* _Extracted text_:
Table 1 Grey-level size-zone matrix features

The total concentration of PTX in plasma and in the second part of the tumour sample was determined by HPLC as reported in our previous publications [42, 43].

Histopathological analysis

Tumour slices adjacent to MSI slices were examined histopathologically. They were fixed in 10% neutral buffered formalin and stained with Hematoxylin-Eosin (H&E) or Alcian Blue pH 2.5 using standard techniques, and analysed under a light microscope. Analyses were blinded.

* _Supplied information_:
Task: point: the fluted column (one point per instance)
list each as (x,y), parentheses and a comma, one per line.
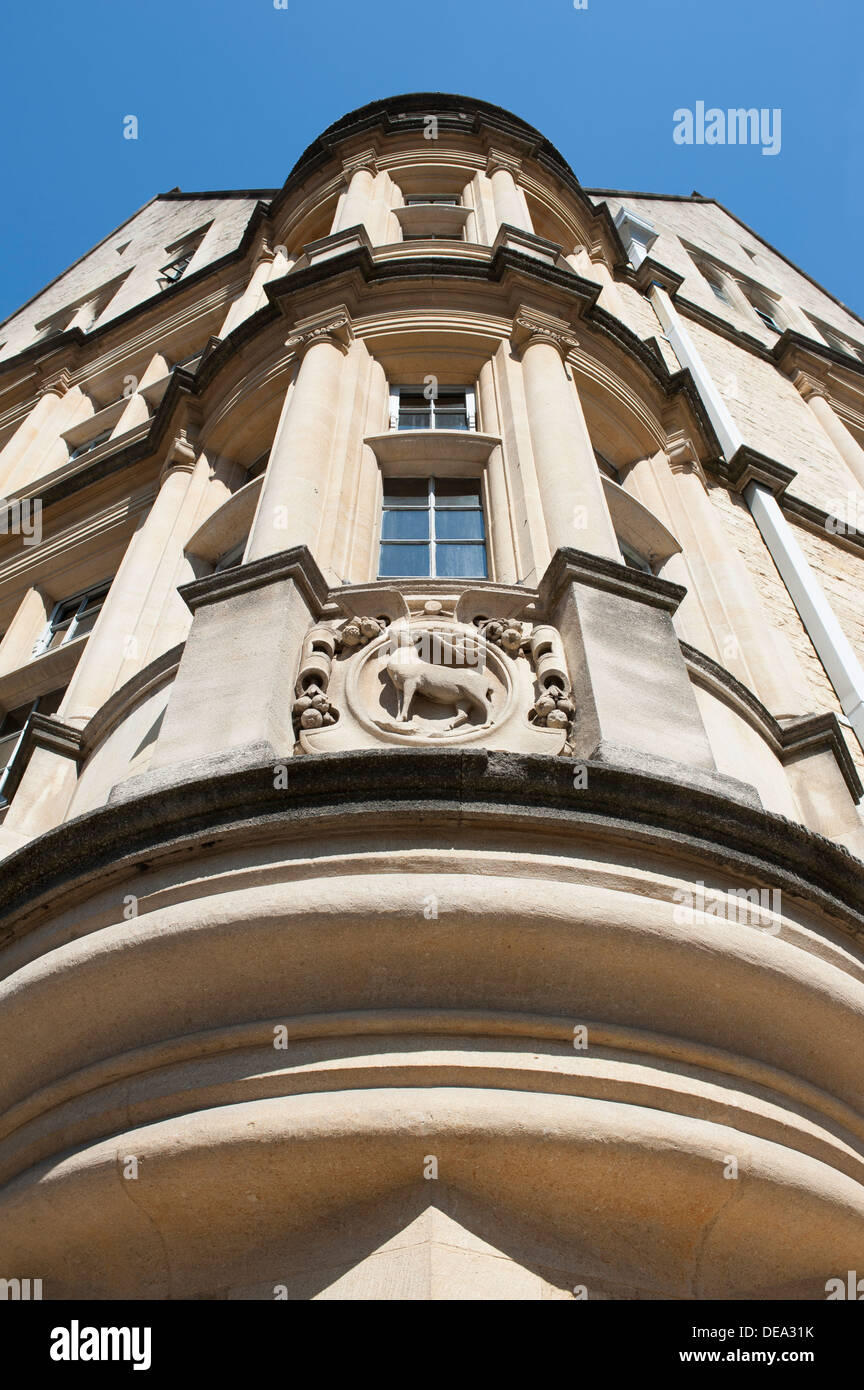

* _Work required_: In the methods excerpt, what were the tumor slices fixed in before staining? The data play no part in the task.

* _Task answer_: 10% neutral buffered formalin.